* EXCERPTED PASSAGE *
===============
Constant filed two of the instant complaints in bankruptcy court as adversary proceedings. Constant v. Wilson (In re Constant), Adversary Nos. LA 91-07337-KL & 92-01414-KL. On defendants' motion, the reference of Constant's complaints to the bankruptcy court was withdrawn and the complaints were transferred to district court. Constant v. Wilson, Nos. CV-92-0409-RSWL & CV-92-1394-RSWL. Constant filed the third action in district court. Constant v. Wilson, No. CV-92-2018-RSWL. All three actions were calendared before Judge Lew.

Constant named the same ten federal judges as defendants in all three actions. In essence, Constant alleged that the defendants had violated his constitutional rights by committing fraud, conspiracy, and judicial misconduct in deciding previous litigation regarding Constant's patent claims adversely to Constant. Constant sought damages and various forms of injunctive and declaratory relief. The district court dismissed all three actions on grounds of judicial immunity and, alternatively, res judicata. The district court also enjoined Constant from filing any further pleadings against these defendants without first obtaining court approval.

On appeal, Constant contends that the district court erred by (1) withdrawing the reference to bankruptcy court in Nos. CV-92-0409-RSWL and CV-92-1394-RSWL, (2) dismissing the actions, and (3) entering the injunction.
===============
* RECORDED INFORMATION *

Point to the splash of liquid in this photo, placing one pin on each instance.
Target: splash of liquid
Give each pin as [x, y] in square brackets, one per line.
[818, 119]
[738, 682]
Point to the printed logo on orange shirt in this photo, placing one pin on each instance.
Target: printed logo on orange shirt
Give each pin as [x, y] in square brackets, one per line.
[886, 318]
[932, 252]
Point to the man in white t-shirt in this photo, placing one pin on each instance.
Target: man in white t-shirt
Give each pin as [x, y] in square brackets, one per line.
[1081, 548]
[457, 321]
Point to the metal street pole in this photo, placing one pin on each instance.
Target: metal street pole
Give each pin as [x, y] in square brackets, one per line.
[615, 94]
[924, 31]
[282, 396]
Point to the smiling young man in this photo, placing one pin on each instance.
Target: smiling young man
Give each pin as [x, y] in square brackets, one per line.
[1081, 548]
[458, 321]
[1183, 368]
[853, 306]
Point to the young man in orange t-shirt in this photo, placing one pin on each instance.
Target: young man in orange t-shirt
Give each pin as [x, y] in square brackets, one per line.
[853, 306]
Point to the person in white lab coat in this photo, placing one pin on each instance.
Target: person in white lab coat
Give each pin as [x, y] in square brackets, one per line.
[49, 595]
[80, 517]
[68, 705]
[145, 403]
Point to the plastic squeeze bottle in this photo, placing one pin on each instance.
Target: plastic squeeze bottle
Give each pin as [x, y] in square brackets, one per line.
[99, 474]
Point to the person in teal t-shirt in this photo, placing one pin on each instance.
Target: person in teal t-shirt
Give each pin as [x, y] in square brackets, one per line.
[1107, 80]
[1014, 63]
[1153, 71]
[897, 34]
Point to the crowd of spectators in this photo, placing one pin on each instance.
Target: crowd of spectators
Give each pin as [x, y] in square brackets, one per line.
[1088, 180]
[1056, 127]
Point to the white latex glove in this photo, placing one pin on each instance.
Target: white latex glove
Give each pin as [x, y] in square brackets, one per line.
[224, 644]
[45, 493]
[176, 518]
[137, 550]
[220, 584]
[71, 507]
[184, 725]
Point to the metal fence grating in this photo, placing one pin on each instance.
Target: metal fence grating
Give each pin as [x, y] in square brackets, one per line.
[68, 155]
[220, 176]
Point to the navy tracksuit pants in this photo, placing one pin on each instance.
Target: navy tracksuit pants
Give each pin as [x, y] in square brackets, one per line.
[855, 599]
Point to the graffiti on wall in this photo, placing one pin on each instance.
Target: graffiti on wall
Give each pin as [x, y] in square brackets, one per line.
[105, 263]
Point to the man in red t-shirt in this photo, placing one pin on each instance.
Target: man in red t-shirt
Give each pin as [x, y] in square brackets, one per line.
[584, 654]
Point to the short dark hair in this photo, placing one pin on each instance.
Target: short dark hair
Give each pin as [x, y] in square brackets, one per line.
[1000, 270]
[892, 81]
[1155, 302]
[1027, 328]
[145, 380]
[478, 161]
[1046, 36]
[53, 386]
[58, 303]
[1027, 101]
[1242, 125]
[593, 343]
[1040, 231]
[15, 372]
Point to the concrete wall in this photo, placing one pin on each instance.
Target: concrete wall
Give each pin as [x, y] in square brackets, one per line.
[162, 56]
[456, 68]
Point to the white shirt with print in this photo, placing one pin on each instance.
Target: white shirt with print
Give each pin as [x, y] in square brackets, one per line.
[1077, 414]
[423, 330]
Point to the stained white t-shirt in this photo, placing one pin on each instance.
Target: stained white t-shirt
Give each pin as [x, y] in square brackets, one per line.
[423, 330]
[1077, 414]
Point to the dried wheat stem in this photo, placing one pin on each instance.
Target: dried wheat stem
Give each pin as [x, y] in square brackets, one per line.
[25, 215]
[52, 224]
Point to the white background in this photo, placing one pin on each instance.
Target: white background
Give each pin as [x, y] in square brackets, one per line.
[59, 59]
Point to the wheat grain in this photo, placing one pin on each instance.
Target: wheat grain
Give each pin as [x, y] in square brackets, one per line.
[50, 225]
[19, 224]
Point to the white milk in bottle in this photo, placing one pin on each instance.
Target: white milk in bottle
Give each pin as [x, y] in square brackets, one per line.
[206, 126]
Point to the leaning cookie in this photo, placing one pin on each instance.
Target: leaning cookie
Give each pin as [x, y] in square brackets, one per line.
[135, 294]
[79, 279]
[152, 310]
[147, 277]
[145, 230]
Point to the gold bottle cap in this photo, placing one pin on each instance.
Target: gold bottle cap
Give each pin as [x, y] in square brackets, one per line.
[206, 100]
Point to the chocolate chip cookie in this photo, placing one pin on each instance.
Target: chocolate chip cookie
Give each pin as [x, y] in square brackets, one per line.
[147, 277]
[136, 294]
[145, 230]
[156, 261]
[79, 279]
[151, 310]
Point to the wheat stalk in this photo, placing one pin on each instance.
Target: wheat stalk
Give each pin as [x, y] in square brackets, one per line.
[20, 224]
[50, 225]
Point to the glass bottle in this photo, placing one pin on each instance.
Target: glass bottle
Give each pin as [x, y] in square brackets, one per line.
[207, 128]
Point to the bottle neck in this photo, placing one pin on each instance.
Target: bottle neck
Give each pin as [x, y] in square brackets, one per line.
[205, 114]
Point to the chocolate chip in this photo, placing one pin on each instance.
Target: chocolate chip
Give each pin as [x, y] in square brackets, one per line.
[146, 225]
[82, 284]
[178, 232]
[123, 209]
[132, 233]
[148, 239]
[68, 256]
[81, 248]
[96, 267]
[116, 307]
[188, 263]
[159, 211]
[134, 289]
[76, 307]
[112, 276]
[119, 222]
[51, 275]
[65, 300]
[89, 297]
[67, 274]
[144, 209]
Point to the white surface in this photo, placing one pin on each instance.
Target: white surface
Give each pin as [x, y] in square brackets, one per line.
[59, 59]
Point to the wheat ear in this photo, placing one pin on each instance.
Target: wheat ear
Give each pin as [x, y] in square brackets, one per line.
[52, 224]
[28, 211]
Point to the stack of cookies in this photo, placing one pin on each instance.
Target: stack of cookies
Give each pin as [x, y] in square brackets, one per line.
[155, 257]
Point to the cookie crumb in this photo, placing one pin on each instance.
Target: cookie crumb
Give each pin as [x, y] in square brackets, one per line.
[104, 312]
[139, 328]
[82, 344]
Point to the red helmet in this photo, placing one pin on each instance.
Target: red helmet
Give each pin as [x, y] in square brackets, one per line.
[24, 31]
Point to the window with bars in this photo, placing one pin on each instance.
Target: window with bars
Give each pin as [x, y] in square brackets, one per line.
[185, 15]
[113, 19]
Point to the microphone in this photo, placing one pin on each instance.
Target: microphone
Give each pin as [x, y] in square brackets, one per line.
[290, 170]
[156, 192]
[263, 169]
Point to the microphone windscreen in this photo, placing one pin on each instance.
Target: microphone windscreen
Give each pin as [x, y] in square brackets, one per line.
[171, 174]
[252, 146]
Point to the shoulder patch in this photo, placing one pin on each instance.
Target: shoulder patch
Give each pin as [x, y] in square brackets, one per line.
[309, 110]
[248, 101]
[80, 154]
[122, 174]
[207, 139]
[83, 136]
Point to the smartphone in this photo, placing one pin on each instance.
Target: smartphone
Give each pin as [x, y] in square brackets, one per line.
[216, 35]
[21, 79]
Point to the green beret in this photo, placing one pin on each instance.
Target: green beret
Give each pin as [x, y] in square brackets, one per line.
===============
* TASKS AND EXERCISES *
[1] In the excerpted passage, condense the paragraph beginning "Constant named the same ten federal judges" into a short bulleted list that keeps its main facts.
[2] Locate every line in the records that contains the word "bars", and copy each one.

* ANSWERS FOR THIS EXERCISE *
[1]
- Constant sued the same ten federal judges in all three actions.
- He claimed they violated his constitutional rights through fraud, conspiracy, and judicial misconduct when they ruled against him in earlier litigation over his patent claims.
- He asked for damages and for injunctive and declaratory relief.
- The district court dismissed all three actions based on judicial immunity and, alternatively, res judicata.
- It also barred Constant from filing further pleadings against these defendants without first getting court approval.

[2]
Point to the window with bars in this photo, placing one pin on each instance.
Target: window with bars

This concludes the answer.